EXERCISE: Write out exactly the lines below that run from the line containing "Confirm every instance of the man's raised" through the last line of the records.

==================================================

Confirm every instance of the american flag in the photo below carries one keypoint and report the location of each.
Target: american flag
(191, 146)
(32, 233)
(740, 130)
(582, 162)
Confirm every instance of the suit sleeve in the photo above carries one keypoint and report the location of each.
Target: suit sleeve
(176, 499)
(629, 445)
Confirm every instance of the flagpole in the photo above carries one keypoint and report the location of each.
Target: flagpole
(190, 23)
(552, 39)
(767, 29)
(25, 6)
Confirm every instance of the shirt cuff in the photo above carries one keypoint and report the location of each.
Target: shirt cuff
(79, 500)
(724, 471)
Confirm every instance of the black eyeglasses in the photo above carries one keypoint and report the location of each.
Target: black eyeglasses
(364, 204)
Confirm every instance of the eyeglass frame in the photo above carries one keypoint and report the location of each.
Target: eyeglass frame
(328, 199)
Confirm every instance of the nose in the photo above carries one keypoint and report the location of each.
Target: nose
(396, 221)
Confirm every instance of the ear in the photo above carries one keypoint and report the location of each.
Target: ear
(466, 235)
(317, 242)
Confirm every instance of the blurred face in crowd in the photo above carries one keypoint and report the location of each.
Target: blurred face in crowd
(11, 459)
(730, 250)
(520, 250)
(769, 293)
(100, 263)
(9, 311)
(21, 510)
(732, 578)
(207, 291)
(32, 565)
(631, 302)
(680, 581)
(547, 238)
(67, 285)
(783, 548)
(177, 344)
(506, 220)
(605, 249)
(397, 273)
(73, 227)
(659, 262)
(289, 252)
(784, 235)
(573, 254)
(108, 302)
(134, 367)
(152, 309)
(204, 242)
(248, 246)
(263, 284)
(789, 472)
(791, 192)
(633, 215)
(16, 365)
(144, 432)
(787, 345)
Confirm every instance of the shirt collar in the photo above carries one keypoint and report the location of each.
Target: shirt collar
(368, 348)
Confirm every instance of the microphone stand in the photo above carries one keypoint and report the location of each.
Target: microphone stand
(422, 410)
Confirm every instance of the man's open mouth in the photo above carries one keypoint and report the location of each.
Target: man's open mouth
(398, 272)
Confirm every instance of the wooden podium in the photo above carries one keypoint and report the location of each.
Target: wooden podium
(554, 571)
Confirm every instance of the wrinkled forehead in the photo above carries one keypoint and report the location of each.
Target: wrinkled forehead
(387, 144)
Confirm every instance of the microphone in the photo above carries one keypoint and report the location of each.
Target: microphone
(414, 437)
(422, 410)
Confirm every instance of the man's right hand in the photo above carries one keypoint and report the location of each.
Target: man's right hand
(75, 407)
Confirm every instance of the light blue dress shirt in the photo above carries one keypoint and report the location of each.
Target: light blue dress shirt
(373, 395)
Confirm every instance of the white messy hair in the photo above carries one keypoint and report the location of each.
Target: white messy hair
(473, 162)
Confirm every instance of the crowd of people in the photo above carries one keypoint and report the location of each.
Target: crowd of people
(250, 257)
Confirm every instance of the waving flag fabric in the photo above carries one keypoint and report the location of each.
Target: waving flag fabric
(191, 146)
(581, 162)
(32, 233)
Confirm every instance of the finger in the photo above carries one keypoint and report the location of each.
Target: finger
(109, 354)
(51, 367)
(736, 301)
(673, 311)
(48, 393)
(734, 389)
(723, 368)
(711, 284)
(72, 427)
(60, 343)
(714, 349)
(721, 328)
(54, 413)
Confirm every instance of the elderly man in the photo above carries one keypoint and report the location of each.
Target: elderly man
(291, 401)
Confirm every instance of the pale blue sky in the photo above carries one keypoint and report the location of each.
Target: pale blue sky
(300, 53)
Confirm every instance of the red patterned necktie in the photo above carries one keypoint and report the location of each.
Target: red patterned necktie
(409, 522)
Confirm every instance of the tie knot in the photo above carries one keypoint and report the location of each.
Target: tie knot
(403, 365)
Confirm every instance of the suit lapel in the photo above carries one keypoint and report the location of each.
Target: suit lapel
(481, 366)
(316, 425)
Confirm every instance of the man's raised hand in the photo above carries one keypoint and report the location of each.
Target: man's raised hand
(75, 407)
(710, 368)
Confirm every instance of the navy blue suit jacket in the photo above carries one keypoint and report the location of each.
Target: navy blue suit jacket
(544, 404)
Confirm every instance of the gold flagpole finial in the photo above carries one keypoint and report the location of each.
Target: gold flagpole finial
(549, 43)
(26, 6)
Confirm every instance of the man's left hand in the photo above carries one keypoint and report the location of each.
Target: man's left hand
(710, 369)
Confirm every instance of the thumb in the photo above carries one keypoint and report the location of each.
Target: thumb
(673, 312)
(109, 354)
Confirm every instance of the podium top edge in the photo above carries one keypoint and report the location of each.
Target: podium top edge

==================================================

RESULT OF THIS TASK:
Confirm every instance of the man's raised hand in the photo above carries one keypoint and report the location of each.
Target: man's raised hand
(75, 407)
(710, 368)
Confirm every instance of the navy blue suit jacket in the photo above carries one keypoint and report the location of each.
Target: navy blue suit jacket
(544, 404)
Confirm every instance of the gold flagpole finial in the photo above carries one keypoint and report the location of each.
Target: gold flagpole finial
(549, 43)
(26, 6)
Confirm every instance of the man's left hand in the photo above carries one keypoint and report the location of each.
Target: man's left hand
(710, 369)
Confirm every instance of the thumb in the photo above carries one keypoint and report the location of each.
Target: thumb
(673, 312)
(109, 354)
Confirm every instance of the podium top edge in the photo above carries one keypoint and report the location of each.
Target: podium top edge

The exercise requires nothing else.